▶ **Input rows**
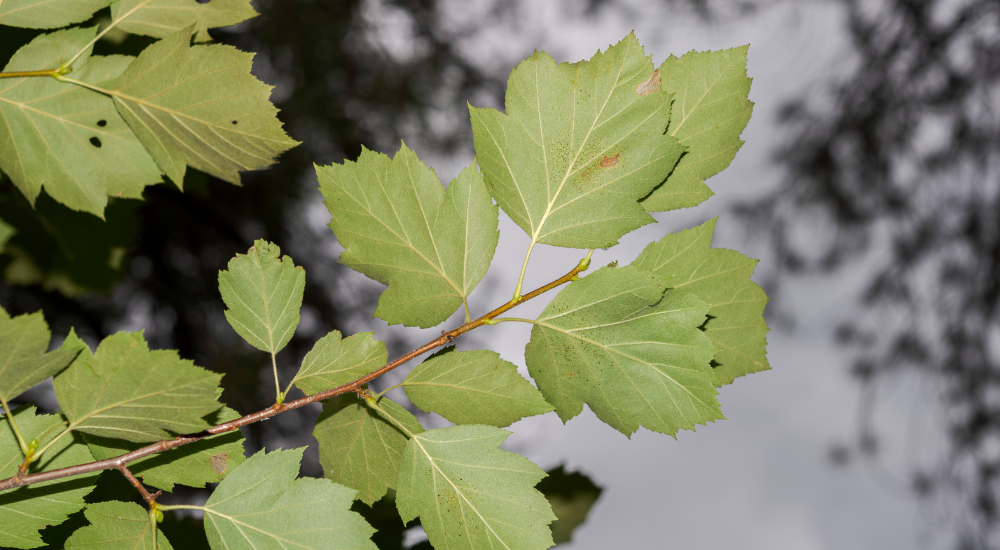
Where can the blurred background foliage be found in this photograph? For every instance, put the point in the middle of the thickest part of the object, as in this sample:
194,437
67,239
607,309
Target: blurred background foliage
891,168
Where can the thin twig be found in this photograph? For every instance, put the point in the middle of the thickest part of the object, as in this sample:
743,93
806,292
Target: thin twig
146,495
161,446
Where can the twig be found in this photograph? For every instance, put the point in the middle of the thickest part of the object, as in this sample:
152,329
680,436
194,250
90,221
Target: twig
146,495
355,386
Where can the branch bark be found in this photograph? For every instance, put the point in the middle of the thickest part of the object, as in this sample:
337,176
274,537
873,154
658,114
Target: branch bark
446,337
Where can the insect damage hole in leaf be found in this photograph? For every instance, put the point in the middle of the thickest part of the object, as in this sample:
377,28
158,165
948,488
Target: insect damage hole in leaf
610,162
650,85
219,462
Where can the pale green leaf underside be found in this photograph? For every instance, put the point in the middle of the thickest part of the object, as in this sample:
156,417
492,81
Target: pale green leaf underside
23,361
400,227
722,278
115,526
263,292
473,387
710,110
125,391
194,465
470,494
161,18
579,146
613,340
261,506
361,449
333,361
199,106
65,138
47,14
26,510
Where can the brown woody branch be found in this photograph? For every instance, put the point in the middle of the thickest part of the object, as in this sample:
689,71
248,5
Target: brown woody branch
20,480
149,498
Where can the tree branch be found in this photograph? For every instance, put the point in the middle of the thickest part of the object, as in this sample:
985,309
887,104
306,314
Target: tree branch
149,498
119,462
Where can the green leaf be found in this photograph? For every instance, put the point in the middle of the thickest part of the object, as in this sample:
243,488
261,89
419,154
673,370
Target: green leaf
6,232
263,292
360,448
26,510
471,494
67,138
195,464
115,525
722,278
262,506
47,14
400,227
23,361
571,496
334,362
199,106
710,111
580,144
473,387
125,391
161,18
615,341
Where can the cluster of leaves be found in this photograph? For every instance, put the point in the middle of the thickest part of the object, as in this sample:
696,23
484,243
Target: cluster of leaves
84,128
582,155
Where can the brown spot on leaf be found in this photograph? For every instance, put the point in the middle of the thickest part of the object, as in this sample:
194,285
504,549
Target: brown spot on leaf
650,85
610,162
219,462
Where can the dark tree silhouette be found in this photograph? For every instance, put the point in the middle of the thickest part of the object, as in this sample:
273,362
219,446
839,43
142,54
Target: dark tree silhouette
902,157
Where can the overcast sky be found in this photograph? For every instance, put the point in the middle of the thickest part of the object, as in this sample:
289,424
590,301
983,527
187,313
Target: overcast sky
761,479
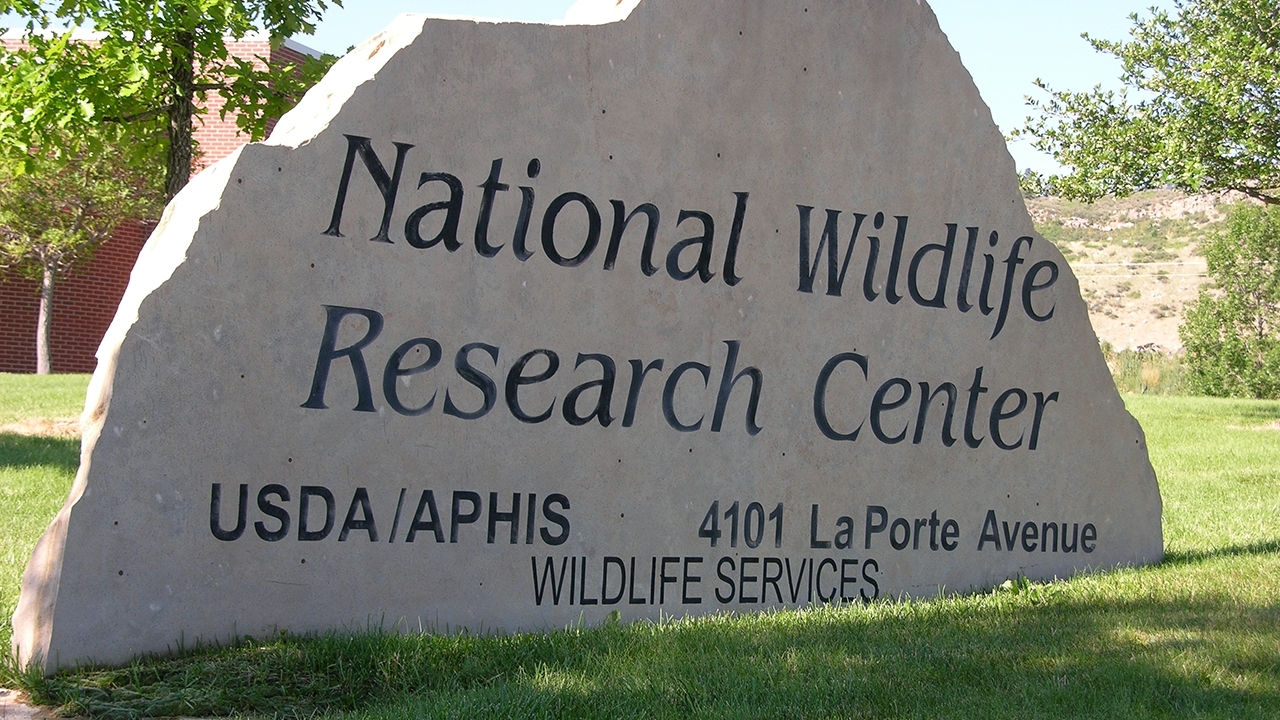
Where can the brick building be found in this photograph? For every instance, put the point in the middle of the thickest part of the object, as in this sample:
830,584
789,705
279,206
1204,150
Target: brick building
85,302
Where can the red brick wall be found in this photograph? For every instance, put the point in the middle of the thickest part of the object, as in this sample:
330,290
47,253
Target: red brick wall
86,301
83,306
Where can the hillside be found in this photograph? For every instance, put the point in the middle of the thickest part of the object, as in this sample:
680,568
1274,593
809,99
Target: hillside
1137,258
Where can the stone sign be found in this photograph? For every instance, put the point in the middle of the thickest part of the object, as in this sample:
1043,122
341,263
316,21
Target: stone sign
722,306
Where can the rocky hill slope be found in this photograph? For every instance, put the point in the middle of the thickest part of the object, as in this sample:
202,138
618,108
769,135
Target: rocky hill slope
1138,258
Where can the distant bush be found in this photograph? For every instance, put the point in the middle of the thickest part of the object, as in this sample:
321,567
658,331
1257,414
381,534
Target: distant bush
1232,331
1147,370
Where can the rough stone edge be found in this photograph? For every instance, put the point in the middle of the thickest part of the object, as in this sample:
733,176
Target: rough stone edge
161,255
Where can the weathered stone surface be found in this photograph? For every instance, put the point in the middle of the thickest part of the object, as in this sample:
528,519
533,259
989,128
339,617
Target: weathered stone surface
264,355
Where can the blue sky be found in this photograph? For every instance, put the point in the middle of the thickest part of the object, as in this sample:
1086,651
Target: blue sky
1005,44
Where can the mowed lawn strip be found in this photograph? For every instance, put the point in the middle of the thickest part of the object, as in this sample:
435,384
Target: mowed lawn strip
1196,636
36,473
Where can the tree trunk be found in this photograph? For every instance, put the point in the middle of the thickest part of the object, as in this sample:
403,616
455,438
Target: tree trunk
44,360
182,108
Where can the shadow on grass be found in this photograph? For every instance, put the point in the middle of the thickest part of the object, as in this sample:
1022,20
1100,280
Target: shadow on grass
24,451
1066,654
1193,556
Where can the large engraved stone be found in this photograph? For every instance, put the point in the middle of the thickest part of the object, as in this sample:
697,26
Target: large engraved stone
722,306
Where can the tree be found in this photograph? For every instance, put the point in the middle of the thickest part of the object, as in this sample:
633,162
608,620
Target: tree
1232,332
56,213
1200,109
150,64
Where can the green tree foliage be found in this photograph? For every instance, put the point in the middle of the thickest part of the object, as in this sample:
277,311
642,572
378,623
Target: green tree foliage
54,215
1200,109
150,65
1232,332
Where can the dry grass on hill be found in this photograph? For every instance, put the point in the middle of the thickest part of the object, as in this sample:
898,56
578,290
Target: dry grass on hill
1137,258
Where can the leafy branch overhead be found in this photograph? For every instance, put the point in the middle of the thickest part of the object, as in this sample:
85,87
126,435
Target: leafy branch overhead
150,65
1200,109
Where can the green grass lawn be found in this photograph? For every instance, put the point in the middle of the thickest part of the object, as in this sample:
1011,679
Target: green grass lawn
1197,636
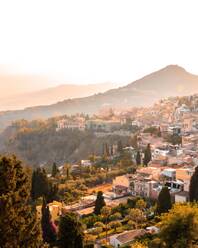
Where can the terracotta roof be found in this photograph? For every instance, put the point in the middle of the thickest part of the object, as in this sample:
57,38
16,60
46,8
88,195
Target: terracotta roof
130,235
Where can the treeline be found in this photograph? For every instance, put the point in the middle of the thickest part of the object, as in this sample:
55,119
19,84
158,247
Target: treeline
38,143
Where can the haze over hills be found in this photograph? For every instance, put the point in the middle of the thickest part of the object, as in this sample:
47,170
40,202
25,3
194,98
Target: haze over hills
49,95
169,81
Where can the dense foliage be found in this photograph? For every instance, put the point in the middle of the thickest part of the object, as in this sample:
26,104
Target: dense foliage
18,224
38,142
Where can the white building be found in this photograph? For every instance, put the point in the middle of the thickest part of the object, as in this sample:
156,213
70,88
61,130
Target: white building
125,238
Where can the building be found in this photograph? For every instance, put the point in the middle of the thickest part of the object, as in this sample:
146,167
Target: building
126,238
103,126
122,185
181,197
78,124
184,174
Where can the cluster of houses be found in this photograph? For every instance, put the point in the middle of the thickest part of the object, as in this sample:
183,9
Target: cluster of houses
171,165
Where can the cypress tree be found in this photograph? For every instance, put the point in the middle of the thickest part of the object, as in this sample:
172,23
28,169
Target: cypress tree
49,234
119,146
147,155
40,184
100,203
54,170
138,158
18,224
164,201
193,189
70,233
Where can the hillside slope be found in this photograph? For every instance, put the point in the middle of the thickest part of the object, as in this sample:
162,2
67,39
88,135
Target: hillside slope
51,95
169,81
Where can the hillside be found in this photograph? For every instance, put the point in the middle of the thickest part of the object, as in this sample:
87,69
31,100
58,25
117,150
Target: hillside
50,95
38,143
169,81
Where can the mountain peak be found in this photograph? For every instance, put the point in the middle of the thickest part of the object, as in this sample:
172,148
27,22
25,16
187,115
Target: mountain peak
175,68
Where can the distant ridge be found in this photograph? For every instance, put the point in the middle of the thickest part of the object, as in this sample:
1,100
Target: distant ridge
51,95
172,80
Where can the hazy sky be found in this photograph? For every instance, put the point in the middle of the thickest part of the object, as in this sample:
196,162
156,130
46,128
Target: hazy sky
89,41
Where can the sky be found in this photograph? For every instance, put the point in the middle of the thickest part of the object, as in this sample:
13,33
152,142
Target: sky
96,41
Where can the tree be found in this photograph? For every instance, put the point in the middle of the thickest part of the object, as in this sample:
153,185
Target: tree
54,170
147,155
193,189
40,184
138,244
141,204
136,215
18,222
116,216
48,229
119,147
70,233
105,212
164,201
179,227
115,224
138,158
99,203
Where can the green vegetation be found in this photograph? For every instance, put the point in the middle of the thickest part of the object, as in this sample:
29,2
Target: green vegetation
18,224
38,143
49,234
70,233
193,190
179,227
164,201
147,155
100,203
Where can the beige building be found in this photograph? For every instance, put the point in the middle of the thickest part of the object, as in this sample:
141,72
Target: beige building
184,175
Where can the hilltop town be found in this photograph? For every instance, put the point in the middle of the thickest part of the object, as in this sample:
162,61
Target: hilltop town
161,152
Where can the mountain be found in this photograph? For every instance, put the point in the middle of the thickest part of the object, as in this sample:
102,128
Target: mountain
169,81
49,95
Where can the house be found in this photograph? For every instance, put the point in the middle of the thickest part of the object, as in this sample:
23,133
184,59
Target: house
181,197
102,125
126,237
86,163
121,185
184,174
55,209
146,188
169,173
78,124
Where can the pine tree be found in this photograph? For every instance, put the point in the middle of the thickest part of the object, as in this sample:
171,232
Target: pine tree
147,155
54,170
18,224
119,146
193,189
49,234
164,201
70,233
138,158
100,203
40,184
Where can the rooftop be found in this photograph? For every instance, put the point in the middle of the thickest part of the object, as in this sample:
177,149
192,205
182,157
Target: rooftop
130,235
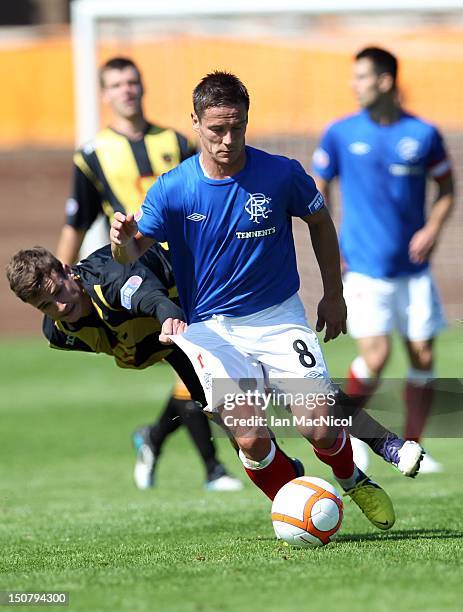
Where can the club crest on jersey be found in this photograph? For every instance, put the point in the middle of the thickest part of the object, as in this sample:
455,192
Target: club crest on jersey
408,149
196,217
129,289
257,206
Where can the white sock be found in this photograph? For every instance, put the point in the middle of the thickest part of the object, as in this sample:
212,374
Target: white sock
360,370
258,465
349,483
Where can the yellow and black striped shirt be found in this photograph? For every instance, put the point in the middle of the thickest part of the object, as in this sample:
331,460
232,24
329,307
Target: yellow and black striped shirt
130,304
113,173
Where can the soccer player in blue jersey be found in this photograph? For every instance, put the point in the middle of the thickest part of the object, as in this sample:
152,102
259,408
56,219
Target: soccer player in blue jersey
383,157
226,214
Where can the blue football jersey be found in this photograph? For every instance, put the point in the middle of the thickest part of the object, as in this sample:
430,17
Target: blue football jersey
382,171
231,240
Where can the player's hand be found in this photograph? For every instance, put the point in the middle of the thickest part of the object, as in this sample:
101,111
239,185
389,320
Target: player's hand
332,315
171,327
421,245
123,228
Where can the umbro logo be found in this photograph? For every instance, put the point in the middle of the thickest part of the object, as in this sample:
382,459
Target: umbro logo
196,217
359,148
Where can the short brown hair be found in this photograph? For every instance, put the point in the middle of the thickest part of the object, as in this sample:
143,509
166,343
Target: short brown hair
29,268
219,89
116,63
382,60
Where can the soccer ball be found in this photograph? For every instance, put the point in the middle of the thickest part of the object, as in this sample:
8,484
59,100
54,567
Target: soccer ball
307,511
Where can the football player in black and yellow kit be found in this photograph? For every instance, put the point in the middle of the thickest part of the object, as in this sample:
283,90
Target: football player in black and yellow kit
114,170
100,306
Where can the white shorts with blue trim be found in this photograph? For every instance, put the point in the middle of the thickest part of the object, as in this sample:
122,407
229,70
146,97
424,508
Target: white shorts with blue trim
266,349
376,306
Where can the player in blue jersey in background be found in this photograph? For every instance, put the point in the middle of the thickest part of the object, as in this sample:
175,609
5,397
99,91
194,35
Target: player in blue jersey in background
226,214
383,157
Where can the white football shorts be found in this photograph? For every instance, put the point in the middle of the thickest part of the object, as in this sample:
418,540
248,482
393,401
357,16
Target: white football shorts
376,306
271,349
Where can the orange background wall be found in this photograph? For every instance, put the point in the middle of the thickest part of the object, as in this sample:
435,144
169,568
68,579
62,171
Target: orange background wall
296,86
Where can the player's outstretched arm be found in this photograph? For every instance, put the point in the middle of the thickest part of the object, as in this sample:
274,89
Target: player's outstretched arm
332,312
127,244
69,244
425,239
171,327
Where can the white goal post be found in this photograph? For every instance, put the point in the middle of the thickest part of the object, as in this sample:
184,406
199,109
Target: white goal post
85,15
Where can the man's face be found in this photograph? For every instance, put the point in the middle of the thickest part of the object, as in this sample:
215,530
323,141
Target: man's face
367,85
221,131
62,298
123,91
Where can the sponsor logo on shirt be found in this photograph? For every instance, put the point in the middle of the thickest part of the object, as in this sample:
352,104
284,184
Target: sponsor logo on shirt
129,289
404,170
359,148
196,217
256,233
257,206
320,158
408,149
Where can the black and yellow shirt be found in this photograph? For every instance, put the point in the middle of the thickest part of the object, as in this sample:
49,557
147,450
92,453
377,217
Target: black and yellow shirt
113,173
130,304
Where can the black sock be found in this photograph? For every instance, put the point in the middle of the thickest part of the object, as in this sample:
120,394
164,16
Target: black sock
168,422
364,426
199,429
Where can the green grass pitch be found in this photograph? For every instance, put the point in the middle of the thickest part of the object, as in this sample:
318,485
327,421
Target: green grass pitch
72,520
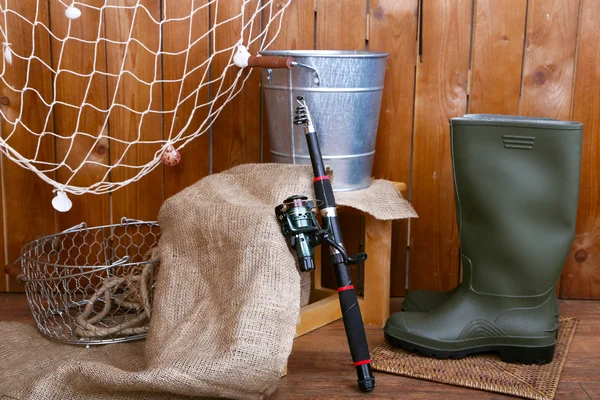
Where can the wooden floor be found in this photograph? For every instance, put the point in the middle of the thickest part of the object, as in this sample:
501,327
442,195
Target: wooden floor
320,366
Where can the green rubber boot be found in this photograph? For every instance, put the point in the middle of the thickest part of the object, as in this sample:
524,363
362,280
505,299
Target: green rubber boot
425,300
516,182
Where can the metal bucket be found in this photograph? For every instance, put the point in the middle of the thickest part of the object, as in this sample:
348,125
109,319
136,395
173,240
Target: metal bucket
343,91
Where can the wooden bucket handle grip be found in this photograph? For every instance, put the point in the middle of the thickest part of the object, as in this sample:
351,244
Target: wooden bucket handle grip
271,62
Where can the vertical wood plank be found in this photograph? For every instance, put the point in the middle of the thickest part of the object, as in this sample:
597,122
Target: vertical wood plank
76,90
236,131
27,209
441,93
378,243
333,21
194,162
297,25
581,276
393,27
549,63
142,199
341,25
497,56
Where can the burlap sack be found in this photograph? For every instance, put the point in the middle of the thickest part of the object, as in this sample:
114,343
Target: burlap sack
225,306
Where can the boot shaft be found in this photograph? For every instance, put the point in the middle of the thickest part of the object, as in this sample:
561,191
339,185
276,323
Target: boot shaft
516,184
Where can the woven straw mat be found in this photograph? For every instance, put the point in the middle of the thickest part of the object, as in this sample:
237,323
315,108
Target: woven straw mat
485,372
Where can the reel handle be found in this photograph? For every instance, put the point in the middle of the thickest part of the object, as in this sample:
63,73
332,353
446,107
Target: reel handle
271,62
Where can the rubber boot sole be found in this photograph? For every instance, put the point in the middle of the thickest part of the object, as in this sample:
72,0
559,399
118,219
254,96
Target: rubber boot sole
508,354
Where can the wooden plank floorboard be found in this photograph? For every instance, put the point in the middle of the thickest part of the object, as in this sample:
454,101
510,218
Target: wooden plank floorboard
320,366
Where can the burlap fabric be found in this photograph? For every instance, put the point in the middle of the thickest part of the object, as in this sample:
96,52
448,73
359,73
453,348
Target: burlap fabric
225,307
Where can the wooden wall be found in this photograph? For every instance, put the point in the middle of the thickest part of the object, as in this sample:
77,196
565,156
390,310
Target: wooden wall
447,58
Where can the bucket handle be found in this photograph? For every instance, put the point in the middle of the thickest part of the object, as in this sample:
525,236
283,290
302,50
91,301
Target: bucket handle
316,77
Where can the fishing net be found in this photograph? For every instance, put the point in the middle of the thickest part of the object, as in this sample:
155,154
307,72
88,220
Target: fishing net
98,93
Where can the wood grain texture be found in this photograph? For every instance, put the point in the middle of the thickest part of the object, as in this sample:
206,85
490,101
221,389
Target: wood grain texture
581,276
28,213
320,366
333,19
142,199
441,93
195,67
497,56
341,25
236,131
79,57
393,27
297,25
378,244
549,63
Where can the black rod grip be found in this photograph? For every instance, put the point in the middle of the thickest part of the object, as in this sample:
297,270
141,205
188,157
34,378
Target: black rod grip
355,332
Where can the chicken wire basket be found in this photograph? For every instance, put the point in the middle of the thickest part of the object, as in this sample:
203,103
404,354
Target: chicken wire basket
94,285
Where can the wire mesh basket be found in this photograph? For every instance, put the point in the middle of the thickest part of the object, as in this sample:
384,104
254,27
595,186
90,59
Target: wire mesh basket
92,285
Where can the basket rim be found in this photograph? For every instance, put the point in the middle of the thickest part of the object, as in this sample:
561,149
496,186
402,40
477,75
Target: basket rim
82,226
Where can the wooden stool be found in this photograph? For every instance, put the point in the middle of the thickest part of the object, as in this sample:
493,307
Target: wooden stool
375,305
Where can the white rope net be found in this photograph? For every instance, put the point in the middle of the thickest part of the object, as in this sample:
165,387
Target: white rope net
115,87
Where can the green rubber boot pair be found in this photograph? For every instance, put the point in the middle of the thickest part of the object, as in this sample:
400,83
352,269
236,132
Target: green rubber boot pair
516,185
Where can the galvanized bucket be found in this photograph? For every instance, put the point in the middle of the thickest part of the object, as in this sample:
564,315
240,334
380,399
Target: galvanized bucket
343,92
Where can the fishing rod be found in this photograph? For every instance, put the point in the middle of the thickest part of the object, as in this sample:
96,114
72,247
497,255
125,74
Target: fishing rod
297,217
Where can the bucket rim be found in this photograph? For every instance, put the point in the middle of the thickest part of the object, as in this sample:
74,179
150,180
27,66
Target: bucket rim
326,53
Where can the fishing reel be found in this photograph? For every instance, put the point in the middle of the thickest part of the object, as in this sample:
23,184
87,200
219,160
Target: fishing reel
297,217
298,220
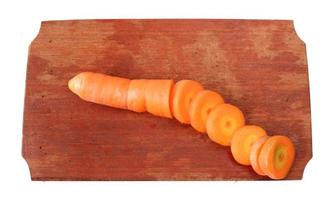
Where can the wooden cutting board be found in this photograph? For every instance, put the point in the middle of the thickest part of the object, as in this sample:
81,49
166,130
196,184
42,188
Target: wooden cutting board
258,65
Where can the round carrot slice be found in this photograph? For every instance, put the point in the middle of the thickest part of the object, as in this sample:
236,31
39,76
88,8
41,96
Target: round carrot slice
100,88
182,95
222,122
277,156
254,155
136,95
157,97
242,141
201,106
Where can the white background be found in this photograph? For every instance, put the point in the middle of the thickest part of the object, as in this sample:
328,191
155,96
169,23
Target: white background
20,21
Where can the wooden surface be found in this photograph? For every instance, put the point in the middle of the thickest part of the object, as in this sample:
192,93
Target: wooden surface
258,65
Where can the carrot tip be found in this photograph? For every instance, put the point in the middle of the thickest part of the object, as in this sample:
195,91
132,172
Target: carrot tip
74,84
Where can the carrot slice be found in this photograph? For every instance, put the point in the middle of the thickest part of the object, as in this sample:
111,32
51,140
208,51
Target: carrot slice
136,95
102,89
254,154
182,95
277,156
222,122
201,106
157,97
242,141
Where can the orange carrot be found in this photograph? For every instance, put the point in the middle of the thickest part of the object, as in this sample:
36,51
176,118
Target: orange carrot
254,155
157,97
181,97
277,156
201,106
222,122
242,141
102,89
136,95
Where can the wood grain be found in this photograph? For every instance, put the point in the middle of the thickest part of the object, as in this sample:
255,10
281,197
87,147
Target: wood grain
258,65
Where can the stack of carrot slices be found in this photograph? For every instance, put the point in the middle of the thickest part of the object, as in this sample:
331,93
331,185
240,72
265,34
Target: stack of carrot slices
205,110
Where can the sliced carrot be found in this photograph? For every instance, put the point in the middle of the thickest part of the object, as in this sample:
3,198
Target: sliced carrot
277,156
182,95
102,89
254,154
136,95
242,141
157,97
222,122
200,107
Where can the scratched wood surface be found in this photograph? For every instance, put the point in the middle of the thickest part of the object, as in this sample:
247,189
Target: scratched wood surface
258,65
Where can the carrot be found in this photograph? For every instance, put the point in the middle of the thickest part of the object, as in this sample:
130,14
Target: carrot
242,141
102,89
157,97
136,95
254,154
222,122
181,97
201,106
277,156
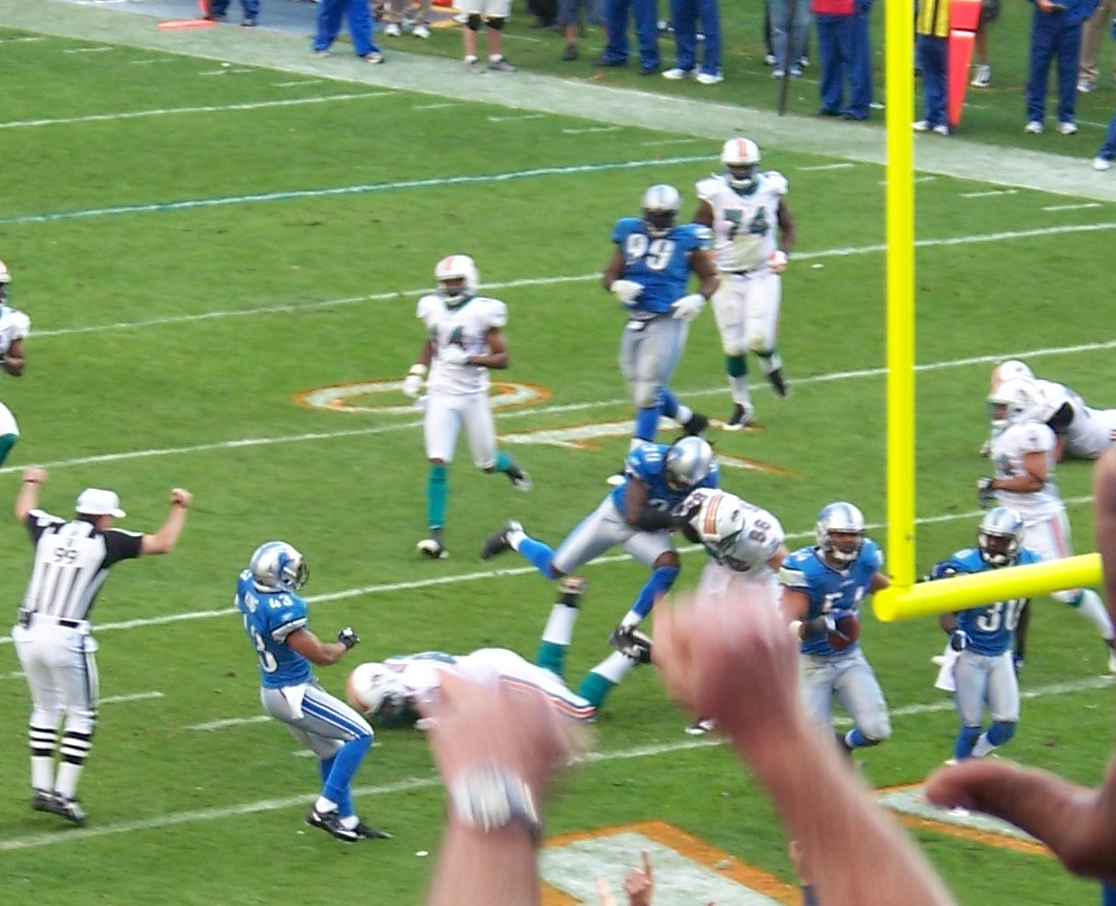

▶ **Task prompt**
Return each line of the material above that contains the word "logo", copied without alteration. Treat uppercase and lowercase letters as distinct when matching.

▶ **Answer to this exercise**
Where can the umbro logo be found in this photograph? For every instance, put the point in the middle of the thickest part of the object, as in this sample:
Target: umbro logo
Where can the sponsor logo on shirt be found in this photograph? For every instance, put the point in the middle of the thickest part of the object, as in this sample:
Target: sponsor logo on shirt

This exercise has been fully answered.